Object position labeling entries

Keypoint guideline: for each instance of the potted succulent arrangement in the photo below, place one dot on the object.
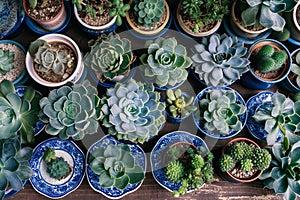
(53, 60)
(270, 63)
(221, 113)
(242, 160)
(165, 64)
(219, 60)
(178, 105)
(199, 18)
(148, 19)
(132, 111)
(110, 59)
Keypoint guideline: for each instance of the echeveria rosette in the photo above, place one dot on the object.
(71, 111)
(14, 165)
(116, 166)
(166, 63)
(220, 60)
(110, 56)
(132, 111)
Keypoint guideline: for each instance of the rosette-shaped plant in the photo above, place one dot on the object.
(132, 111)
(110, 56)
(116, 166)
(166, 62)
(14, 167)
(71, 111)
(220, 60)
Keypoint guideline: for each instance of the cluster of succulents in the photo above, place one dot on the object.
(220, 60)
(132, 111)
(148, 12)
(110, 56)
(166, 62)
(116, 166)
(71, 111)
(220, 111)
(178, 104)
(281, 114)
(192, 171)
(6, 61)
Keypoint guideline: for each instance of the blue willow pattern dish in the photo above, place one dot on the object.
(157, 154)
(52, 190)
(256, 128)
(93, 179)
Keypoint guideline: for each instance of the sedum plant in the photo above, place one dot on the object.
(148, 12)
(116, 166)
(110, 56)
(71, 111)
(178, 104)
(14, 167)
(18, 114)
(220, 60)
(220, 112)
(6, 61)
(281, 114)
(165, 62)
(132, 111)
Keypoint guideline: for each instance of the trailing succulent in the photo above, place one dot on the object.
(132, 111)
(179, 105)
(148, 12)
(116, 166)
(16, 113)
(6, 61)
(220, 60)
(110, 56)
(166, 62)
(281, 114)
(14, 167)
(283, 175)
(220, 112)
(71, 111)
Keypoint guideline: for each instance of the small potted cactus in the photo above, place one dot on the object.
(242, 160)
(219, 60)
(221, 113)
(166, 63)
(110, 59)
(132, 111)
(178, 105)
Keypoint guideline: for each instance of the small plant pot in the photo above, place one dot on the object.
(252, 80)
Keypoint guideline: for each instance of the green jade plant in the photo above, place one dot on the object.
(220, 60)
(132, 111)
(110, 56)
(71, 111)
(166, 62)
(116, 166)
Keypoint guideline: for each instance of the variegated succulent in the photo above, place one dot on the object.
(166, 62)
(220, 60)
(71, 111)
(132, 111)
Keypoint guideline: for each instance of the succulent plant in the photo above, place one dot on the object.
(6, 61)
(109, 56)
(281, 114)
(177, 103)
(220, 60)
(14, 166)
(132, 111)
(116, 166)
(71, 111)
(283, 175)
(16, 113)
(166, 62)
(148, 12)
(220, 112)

==

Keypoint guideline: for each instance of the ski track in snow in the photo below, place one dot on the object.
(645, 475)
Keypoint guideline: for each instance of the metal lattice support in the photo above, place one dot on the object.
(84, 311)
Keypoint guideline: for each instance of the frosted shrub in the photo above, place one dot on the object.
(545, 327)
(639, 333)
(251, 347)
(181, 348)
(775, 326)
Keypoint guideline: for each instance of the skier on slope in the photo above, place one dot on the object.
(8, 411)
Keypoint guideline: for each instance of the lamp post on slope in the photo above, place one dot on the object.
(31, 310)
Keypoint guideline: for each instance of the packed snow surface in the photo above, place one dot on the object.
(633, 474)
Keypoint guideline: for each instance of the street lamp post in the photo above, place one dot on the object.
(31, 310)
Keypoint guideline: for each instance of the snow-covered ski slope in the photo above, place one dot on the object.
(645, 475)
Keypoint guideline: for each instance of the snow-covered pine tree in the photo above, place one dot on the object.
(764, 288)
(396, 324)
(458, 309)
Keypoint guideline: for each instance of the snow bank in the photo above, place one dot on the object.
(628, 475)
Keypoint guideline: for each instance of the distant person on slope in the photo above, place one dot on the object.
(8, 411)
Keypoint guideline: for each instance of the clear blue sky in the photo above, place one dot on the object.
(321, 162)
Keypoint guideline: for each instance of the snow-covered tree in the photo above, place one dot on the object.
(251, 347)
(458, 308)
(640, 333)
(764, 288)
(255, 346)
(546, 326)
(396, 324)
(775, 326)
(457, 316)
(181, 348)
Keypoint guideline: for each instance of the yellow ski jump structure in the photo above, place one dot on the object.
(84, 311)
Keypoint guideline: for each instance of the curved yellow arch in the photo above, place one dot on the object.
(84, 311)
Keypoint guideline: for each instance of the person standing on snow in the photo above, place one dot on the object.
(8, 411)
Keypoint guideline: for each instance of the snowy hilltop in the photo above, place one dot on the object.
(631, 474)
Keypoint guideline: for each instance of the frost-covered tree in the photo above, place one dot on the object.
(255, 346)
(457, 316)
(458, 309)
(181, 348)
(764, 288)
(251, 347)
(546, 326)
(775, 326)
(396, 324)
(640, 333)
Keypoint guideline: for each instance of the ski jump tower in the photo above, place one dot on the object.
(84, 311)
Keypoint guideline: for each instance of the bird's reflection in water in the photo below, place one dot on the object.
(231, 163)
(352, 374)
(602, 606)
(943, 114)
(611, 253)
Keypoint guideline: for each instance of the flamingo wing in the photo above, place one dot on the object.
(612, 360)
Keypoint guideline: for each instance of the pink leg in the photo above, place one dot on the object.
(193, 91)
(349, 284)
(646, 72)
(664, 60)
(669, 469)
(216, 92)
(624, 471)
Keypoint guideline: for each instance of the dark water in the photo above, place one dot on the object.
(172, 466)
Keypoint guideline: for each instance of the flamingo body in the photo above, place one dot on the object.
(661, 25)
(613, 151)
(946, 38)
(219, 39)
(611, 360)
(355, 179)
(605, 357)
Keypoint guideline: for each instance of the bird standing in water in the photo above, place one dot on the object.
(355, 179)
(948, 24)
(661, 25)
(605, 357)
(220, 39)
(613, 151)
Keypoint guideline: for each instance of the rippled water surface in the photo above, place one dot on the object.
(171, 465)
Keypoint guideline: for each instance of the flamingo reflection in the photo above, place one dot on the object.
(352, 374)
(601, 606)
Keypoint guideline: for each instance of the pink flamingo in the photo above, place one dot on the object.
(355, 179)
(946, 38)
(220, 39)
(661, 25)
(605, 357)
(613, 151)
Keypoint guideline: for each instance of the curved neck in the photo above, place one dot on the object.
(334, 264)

GIVEN REQUEST >>
List each line of the data above that contains the word "covered".

ANSWER TO THE PROBLEM >>
Keypoint guideline: for each instance of the snow-covered ski slope in the photo above, place one dot on the object.
Keypoint guideline: for each instance of the snow-covered pine tree in the photo above, place one dot on the object.
Keypoint guideline: for each instance of the snow-covered tree in the photo above, place one dot on the object.
Keypoint guideline: for each instance of the frost-covered tree in the photo above, place one dot on the object.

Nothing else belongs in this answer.